(Фрагмент для чтения):

Предвидел ли Есенин, работая над поэмой, что слова Замарашкина могут быть истолкованы как выпад в адрес Троцкого? Думаю, предполагал. Потому, видимо, и сделал маленького комиссарика чекистом, то есть приписал к ведомству, к которому Троцкий никогда не принадлежал[36]. Мало того. В отличие от Троцкого, который даже в эмиграции жил безбедно, потому что ему помогал отец, Чекистов «в жизни был бедней церковного мыша и глодал вместо хлеба камни». Вдобавок он еще и сквернословит, да так, что даже у железнодорожной будки «краснеют стены», чего за Лейбой Бронштейном не водилось. (Особенность Троцкого командовать Красной армией не «матюкаясь» была широко известна.)
Итак, накануне возвращения на родину Есенин заявляет Роману Гулю, что не хочет ехать в Россию, потому что там правит Лейба Бронштейн, а приехав, вдруг, вроде бы ни с того ни с сего, начинает уверять Василия Наседкина, что считает Троцкого «идеальным, законченным типом человека»[37].

(Набор данных):

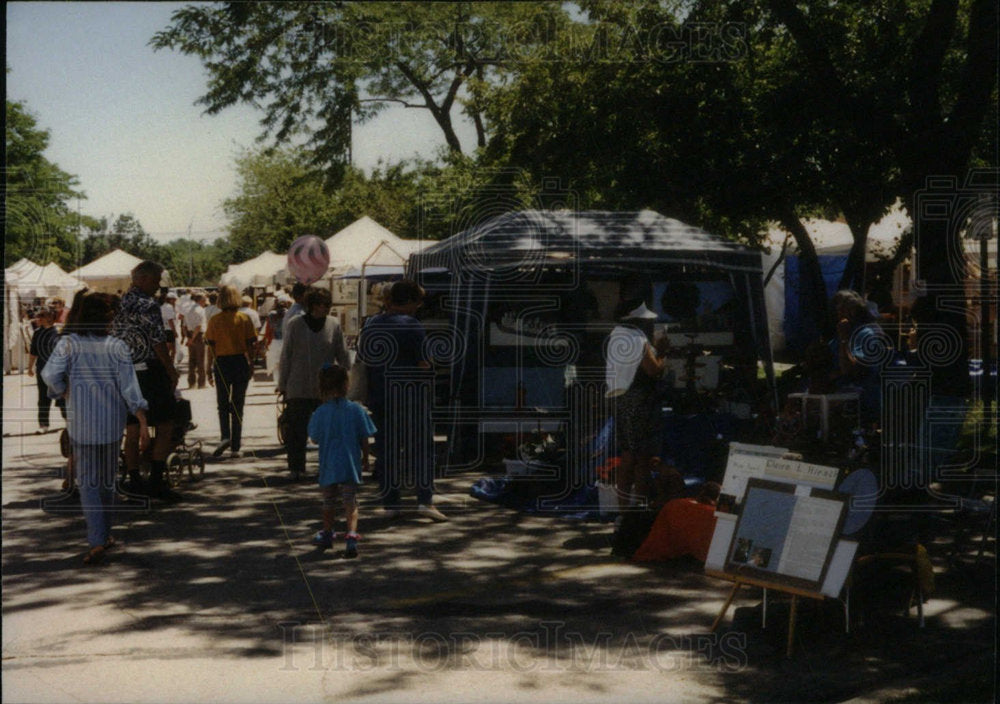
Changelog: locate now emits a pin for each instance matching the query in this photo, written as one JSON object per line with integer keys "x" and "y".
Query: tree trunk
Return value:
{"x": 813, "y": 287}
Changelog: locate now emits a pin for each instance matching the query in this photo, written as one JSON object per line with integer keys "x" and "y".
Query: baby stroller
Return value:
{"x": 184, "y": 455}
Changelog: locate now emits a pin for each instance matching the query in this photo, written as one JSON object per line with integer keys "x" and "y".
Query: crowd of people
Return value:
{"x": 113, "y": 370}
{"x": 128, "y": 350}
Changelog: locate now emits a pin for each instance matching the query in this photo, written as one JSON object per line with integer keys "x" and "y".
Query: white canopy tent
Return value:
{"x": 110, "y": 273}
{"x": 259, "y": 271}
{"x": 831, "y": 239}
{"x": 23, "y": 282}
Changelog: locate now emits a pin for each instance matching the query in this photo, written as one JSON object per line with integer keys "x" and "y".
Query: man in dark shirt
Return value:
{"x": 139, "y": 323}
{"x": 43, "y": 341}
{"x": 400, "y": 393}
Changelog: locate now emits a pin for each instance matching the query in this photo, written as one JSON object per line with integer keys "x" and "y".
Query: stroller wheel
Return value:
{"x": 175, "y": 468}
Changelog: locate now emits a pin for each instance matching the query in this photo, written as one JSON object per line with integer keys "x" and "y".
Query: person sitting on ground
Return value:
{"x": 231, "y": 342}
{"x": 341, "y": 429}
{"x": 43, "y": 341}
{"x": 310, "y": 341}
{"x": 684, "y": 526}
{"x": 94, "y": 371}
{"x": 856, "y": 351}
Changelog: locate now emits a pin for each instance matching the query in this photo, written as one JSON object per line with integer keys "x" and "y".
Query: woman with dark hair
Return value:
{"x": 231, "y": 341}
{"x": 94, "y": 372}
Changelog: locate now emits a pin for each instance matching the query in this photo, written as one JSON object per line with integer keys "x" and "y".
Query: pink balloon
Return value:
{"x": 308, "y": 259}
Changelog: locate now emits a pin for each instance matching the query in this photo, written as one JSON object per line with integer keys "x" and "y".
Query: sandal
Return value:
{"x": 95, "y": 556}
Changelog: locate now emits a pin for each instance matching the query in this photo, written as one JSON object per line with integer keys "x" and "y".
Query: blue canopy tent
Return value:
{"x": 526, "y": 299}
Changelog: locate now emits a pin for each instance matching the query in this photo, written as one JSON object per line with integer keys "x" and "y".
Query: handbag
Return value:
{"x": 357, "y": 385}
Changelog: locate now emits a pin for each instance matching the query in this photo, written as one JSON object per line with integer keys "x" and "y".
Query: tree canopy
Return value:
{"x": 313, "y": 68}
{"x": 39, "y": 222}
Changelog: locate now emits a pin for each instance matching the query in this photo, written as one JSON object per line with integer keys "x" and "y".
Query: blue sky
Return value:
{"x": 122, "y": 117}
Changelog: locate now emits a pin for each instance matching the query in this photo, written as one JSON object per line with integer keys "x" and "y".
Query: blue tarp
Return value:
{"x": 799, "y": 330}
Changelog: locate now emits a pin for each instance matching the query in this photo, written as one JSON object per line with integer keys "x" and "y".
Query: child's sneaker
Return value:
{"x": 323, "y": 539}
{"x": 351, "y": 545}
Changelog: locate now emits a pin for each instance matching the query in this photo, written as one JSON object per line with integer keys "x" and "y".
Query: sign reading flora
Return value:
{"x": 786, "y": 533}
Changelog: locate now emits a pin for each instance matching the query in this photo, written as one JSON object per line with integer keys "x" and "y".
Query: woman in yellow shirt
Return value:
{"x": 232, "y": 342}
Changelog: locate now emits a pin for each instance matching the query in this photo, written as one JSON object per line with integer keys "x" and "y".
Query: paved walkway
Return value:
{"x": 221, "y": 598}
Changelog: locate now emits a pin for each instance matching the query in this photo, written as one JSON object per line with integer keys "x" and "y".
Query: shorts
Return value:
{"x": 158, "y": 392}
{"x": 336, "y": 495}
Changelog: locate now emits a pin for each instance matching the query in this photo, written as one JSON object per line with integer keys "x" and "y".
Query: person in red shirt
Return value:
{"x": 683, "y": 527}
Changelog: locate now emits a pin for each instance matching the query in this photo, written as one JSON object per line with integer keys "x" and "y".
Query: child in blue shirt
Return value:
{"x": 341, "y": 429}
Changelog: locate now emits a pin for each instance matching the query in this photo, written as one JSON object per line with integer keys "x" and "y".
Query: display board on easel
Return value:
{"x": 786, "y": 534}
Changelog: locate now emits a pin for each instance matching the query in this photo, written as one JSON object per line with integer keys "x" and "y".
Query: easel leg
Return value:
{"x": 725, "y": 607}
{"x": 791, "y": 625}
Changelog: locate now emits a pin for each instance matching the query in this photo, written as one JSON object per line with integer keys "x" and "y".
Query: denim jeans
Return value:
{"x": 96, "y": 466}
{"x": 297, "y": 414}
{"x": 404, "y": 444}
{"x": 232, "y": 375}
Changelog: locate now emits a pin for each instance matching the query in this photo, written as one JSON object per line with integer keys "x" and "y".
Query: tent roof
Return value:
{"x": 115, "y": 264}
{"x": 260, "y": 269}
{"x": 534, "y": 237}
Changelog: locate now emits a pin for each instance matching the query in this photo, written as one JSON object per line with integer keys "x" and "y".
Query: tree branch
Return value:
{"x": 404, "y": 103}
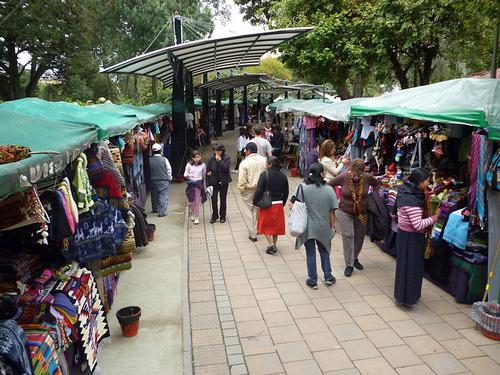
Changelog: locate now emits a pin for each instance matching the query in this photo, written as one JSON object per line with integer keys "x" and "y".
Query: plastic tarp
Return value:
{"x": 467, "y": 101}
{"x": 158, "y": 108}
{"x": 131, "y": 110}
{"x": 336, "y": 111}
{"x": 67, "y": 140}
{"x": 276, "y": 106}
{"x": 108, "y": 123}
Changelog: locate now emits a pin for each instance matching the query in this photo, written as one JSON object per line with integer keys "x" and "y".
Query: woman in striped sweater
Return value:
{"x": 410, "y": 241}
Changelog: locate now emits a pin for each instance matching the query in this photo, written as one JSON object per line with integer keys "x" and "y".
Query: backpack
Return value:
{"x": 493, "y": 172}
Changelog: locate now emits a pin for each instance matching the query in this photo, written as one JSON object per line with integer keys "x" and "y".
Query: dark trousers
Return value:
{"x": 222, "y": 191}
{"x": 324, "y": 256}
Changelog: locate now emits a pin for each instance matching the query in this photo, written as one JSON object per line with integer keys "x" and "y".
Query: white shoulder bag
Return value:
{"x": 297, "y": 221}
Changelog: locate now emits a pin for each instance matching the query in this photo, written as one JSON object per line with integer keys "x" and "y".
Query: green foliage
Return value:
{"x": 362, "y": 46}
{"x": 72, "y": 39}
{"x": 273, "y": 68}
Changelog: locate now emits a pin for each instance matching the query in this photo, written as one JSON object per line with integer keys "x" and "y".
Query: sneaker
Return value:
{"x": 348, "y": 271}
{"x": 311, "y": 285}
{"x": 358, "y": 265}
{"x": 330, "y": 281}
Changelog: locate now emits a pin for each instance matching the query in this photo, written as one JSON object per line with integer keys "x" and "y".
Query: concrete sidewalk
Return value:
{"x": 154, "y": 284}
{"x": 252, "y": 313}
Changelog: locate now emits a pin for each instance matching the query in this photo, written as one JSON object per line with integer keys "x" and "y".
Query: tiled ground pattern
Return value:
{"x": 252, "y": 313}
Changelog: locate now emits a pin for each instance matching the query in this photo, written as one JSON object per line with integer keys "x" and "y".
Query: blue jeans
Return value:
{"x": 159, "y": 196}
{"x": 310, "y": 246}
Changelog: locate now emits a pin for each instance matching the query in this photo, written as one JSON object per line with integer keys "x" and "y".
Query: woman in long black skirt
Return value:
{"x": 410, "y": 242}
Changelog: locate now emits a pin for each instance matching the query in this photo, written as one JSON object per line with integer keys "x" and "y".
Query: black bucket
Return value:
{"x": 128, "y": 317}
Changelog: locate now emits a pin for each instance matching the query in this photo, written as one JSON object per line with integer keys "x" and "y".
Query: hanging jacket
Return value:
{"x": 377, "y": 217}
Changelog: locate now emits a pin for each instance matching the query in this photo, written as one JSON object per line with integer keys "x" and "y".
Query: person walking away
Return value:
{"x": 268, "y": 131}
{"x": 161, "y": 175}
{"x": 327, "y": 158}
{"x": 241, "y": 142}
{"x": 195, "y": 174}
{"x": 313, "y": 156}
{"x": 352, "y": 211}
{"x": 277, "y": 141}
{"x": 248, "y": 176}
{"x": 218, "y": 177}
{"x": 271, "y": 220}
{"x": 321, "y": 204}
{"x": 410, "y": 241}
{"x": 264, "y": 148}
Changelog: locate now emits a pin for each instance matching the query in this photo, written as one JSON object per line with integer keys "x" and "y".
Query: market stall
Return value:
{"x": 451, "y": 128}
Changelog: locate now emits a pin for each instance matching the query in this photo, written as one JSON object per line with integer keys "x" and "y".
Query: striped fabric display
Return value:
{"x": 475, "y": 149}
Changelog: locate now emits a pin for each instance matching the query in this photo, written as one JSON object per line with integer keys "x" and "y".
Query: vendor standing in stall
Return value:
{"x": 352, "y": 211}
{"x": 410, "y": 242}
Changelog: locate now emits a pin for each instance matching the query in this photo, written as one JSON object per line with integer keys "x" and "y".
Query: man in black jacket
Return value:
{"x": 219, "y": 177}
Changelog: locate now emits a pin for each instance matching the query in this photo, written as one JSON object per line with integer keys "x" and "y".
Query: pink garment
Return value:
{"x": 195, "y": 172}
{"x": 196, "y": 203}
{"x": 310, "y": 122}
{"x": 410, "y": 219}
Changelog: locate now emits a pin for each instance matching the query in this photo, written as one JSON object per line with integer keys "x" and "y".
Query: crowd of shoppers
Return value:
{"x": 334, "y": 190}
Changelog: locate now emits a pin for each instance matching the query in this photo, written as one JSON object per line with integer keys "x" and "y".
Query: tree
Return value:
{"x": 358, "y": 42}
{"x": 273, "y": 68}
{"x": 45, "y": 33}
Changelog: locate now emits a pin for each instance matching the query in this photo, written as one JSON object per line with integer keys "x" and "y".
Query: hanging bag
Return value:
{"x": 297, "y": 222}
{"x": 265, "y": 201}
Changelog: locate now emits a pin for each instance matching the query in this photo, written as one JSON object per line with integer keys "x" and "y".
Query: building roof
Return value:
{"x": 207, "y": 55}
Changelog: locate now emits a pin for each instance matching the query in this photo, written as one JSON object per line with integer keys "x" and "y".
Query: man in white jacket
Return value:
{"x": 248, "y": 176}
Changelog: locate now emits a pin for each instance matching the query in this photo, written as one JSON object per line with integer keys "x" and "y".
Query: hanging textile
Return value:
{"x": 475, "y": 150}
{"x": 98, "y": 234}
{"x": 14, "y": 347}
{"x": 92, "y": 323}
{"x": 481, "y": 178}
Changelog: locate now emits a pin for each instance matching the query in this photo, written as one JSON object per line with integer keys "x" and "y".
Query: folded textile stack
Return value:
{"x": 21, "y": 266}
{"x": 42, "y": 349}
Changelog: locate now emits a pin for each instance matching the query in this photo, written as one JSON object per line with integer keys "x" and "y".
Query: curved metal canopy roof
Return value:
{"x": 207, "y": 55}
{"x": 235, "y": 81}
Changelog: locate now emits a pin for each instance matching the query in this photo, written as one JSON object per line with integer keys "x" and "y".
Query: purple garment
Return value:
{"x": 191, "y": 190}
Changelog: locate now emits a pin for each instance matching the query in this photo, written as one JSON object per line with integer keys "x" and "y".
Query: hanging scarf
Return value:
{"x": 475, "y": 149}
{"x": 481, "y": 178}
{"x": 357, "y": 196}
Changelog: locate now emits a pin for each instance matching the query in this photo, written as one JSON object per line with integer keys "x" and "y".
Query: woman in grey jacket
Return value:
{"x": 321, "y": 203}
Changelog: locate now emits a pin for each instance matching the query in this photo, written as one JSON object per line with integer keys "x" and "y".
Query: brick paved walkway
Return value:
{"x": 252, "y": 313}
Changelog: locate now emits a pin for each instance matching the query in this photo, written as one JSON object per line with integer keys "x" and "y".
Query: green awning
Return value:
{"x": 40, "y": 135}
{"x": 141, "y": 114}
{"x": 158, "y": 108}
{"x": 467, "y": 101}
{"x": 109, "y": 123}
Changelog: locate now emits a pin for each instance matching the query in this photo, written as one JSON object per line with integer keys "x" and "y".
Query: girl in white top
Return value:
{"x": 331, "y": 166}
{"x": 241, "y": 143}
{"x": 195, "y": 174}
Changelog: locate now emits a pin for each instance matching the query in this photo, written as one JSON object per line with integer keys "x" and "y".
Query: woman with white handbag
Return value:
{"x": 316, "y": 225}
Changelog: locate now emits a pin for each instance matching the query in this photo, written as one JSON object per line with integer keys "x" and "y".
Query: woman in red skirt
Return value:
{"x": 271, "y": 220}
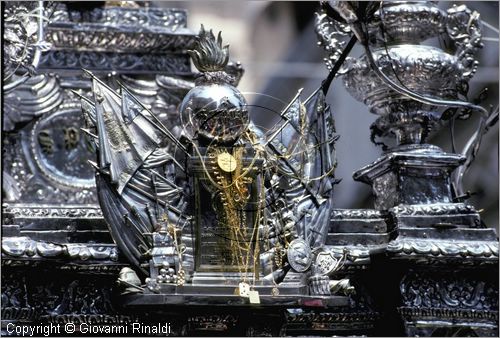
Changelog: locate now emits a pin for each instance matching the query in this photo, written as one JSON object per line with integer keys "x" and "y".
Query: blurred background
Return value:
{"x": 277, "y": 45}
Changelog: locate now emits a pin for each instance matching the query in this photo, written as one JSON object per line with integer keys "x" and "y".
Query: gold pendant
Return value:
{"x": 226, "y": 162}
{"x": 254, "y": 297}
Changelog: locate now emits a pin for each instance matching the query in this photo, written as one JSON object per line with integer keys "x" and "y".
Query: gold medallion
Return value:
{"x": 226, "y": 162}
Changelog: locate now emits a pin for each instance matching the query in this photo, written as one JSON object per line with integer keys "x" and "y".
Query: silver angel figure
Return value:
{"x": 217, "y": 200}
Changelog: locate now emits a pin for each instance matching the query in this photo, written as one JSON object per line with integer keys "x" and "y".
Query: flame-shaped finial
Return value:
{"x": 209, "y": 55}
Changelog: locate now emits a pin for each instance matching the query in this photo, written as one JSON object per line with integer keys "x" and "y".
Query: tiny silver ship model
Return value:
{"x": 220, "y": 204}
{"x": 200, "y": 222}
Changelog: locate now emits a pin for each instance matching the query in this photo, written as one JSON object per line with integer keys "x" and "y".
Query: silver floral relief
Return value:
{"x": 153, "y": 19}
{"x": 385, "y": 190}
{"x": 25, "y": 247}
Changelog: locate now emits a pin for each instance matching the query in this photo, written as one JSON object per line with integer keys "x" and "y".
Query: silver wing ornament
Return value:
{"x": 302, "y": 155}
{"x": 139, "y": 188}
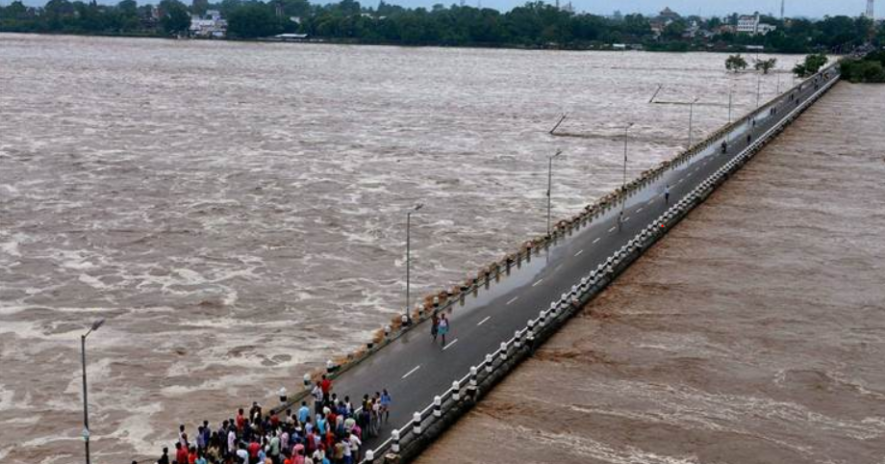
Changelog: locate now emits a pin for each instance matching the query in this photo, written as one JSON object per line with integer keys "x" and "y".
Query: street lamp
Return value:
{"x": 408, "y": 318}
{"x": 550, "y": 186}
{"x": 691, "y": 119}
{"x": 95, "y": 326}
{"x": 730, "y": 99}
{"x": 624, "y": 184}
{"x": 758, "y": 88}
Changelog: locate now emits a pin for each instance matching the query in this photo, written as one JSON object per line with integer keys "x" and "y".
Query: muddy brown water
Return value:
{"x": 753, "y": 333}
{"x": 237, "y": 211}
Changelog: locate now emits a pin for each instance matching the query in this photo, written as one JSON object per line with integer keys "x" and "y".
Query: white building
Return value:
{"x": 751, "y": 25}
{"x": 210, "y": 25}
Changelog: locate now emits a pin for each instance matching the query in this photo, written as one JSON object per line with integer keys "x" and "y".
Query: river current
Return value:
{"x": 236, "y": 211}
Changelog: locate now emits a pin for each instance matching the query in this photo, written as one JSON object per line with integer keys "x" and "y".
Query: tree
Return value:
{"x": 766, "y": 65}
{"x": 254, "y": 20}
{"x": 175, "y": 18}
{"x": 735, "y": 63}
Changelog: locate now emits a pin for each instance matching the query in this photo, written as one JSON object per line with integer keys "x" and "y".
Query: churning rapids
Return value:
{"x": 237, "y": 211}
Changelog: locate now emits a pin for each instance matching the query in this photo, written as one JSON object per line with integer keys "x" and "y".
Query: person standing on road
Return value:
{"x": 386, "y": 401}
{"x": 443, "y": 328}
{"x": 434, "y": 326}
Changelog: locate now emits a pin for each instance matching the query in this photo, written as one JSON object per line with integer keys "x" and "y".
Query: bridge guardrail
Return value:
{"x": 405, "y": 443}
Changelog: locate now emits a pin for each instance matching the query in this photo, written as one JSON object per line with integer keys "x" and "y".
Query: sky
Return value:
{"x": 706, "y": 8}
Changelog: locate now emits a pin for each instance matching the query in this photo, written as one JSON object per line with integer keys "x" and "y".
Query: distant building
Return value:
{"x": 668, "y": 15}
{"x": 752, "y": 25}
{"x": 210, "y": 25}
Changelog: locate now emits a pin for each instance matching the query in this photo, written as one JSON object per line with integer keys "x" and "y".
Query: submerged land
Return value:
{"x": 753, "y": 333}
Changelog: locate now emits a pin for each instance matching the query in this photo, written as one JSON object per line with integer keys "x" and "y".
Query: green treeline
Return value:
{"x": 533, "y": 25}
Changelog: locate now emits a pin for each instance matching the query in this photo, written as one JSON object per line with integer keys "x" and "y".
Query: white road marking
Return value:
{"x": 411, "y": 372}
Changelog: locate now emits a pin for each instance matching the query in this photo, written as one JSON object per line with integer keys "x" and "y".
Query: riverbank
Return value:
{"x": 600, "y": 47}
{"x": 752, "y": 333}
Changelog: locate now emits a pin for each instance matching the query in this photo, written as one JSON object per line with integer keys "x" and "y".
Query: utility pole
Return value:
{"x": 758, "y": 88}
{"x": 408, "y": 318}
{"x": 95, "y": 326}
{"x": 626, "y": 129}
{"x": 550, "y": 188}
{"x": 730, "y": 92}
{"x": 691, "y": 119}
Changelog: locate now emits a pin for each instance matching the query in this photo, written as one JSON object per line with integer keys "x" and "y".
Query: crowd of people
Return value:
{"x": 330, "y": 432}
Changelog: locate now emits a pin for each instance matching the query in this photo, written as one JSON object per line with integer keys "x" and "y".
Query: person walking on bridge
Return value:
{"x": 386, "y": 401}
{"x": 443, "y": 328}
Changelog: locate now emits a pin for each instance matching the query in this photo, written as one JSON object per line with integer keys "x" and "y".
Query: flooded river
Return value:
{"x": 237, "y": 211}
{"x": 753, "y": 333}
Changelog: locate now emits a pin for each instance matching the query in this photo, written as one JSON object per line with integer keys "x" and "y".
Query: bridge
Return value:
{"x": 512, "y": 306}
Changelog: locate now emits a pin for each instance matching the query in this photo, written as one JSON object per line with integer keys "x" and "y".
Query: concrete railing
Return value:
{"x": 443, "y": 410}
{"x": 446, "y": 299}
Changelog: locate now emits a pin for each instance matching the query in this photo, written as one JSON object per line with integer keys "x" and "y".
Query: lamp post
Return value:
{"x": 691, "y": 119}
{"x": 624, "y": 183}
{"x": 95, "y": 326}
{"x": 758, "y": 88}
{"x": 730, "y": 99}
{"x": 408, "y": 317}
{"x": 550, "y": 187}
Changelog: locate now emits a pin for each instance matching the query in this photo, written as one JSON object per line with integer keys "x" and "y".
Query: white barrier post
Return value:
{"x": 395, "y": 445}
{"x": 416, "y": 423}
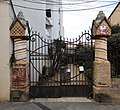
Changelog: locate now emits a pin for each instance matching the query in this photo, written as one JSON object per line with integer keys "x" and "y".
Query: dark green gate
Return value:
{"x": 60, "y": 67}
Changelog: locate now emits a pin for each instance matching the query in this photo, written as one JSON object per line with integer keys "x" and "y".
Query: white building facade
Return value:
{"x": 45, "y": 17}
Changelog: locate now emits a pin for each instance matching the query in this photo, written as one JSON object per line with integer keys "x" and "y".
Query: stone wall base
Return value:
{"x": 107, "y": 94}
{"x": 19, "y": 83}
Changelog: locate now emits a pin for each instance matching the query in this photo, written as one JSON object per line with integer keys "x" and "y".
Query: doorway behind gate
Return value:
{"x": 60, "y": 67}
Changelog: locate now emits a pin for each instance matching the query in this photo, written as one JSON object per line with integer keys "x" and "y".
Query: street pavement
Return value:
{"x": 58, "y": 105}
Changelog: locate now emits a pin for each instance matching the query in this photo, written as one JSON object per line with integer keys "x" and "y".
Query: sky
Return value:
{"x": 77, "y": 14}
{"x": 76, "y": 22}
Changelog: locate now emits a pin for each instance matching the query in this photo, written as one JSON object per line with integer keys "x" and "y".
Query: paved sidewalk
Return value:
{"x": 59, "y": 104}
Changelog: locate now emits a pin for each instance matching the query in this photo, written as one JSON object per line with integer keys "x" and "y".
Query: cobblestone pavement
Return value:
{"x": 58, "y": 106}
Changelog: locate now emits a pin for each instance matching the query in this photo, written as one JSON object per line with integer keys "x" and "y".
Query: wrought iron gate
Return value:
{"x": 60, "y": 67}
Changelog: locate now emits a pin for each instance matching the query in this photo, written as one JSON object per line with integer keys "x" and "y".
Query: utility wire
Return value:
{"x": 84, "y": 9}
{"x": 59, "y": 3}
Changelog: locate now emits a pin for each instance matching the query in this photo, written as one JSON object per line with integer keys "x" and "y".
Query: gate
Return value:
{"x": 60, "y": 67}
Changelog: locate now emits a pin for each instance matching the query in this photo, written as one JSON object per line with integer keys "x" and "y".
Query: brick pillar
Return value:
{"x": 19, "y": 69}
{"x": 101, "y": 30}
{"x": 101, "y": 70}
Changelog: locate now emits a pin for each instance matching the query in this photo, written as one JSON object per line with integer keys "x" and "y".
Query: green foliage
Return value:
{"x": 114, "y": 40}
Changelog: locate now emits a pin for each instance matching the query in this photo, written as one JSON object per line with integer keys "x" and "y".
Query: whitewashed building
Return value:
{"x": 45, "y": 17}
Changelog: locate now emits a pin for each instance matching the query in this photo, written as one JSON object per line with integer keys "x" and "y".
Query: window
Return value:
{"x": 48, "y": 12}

(Задачи и задания):
A - Выпишите все цитаты, заключенные во фрагменте в кавычки-елочки.
B - Переведите на английский язык первое предложение фрагмента: «Предвидел ли Есенин, работая над поэмой, что слова Замарашкина могут быть истолкованы как выпад в адрес Троцкого?»

(Ответы по заданиям):
A -
«в жизни был бедней церковного мыша и глодал вместо хлеба камни»
«краснеют стены»
«матюкаясь»
«идеальным, законченным типом человека»

B - Did Yesenin foresee, while working on the poem, that Zamarashkin's words might be interpreted as a jab at Trotsky?